** start of INPUT MATERIAL **

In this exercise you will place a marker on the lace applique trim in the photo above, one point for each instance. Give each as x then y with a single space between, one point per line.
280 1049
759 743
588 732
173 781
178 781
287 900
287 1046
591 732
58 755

** end of INPUT MATERIAL **
** start of INPUT MATERIAL **

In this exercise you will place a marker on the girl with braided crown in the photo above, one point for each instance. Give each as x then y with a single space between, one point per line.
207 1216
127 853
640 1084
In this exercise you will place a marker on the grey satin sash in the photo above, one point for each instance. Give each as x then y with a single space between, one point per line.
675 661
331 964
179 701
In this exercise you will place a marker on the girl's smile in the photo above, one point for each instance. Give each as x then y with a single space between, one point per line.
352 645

** end of INPUT MATERIAL **
** start of INPUT MATERIAL **

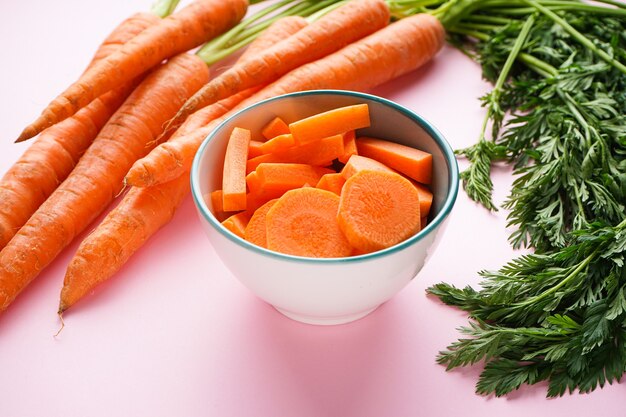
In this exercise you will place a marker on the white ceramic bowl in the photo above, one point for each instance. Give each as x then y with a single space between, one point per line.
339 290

** end of INPUT MATERIAL **

**PROBLEM DESCRIPTION:** Find every line above that contains the word "this" and copy each of those lines in full.

**ANSWER IN FULL:**
In this exercise you will place a marker on the lace applique trim in the photo above, one point for each instance. Give each as x then y with a single space between, one point per line.
In this exercise you will place a marker on the girl with braided crown in the photo above, one point for each instance. Give each as x then y with a single space between, one point per line.
In this exercise you will place a marker on the grey satin sash in the photo above, one point for each instance. Give each as x then y with a single space between, one point per line.
In this exercise you will place a marker on the girl's smile in the photo above, one point for each instance. Give each as x then y with a single space between, one point per line.
In this exercise you will place a marker on the white ceramic bowl in the photo above, one point for each instance. Give each as x then y with a single space between, one point per line.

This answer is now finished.